We had the opportunity to do a dialysis facility for The Aroostook Medical Center in Presque Isle, Maine,” says Richard B. Borrelli, Principal and Healthcare Studio Director at WBRC Architects Engineers. “Northern Light Health’s Dialysis Center was expanding, moving next door basically, due to rising demand.
“The new center was a complex fitout of a 9,500 sq. ft. lease space within a 1960s strip mall. When we had the opportunity to look at the space, we realized that we couldn’t incorporate a skylight as the roof structure would not support the added framework. And since it wasn’t the client’s building, spending any amount of money to upgrade the building structurally made little sense.
“However, we wanted a skylight-like feature in the middle of the treatment room because, like a lot of clinical spaces, it was located within a deep plan building where there’s no access to daylight. These central, windowless spaces are the perfect area to incorporate a visual connection to nature. Sky Factory products are extremely useful in deep plan buildings where a perceived connection to nature is most welcome.
“In dialysis care, maintaining visual contact with patients is essential. Very often a change in skin tone indicates that there’s something wrong with the treatment. And that’s why these environments feature cubicles surrounding a central nurses’ station. In our case, it was twelve stations.

= Dataset =
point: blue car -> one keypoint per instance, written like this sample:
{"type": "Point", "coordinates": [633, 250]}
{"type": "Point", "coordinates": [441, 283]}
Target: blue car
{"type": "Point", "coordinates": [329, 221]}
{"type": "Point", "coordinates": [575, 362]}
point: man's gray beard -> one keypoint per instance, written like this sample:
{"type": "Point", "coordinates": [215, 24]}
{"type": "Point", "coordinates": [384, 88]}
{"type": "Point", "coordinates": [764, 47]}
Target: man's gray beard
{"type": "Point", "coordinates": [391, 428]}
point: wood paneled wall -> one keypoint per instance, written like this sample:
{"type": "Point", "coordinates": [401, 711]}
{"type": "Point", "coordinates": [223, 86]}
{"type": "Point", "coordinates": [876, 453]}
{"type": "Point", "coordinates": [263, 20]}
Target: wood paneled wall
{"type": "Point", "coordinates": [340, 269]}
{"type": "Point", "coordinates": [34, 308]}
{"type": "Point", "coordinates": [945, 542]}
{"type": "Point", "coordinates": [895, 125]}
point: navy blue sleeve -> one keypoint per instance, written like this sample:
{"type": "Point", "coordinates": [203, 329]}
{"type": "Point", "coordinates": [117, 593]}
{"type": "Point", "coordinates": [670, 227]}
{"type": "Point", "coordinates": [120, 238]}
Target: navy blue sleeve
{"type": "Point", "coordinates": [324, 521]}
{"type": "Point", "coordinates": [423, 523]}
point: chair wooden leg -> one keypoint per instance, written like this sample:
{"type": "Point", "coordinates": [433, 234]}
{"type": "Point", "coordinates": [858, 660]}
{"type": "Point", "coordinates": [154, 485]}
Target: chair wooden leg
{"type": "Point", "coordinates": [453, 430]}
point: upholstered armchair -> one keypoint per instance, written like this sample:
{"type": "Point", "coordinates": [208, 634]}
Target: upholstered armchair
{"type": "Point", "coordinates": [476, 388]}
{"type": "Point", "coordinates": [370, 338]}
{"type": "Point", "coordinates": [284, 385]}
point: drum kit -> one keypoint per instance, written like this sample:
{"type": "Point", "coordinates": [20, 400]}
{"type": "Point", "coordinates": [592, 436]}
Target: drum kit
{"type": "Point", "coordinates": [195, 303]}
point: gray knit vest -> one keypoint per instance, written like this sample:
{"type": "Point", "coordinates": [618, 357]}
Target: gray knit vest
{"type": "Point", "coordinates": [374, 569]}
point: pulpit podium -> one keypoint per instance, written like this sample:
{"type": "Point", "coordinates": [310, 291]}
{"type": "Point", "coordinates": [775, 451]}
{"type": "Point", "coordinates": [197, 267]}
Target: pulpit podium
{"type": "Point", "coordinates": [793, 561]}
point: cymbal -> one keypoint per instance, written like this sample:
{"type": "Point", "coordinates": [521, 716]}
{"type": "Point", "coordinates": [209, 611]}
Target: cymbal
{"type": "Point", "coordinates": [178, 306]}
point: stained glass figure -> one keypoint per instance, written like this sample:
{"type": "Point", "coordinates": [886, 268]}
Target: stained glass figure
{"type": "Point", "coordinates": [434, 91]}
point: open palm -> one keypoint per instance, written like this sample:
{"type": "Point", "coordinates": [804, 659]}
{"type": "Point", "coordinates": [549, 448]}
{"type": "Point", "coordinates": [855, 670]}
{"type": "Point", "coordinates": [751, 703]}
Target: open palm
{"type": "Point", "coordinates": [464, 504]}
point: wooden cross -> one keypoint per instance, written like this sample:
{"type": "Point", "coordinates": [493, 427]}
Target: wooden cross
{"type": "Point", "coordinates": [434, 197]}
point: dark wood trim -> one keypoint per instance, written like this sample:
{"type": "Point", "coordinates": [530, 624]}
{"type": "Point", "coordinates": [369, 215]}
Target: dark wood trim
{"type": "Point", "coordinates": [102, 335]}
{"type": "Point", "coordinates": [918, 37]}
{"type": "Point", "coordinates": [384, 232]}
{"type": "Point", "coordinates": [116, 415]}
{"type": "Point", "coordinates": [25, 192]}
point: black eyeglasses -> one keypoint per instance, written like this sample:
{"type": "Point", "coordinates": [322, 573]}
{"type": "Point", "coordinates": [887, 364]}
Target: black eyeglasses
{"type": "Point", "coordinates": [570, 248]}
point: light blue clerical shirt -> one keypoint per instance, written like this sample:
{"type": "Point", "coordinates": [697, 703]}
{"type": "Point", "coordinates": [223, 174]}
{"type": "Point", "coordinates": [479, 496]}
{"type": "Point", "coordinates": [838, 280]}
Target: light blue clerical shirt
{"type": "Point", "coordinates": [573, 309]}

= Problem requirements =
Can you carry on the architect's account of the dialysis center design from its last sentence? The records were taken from a separate source and have no connection to the text.

= Final answer =
“Patients come to the facility three times a week for potentially three hours at a time to undergo dialysis. This had to be an environment that was pleasant to the eye, that tried to bring in daylight-quality light, and that offered an attractive focal point.
“As it turned out, we went out to bid on the project. The numbers came back and we were pretty close to where we needed to be, but we needed to reduce the cost of the project because there were some late additions equipment-wise and everybody looking for ways to save money on the project.”
“The good news was the owner’s rep started out that effort by saying, ‘The Sky Factory fixtures will not be eliminated from the project.’ And that was nearly the first time in 30 years of practice that I’ve heard an owner jumping in front of the bulldozer on a certain element. Generally, everything is up to be cut. And that really made my day—it made the project, in fact. And I think the images of the project really prove that,” remarked Borrelli.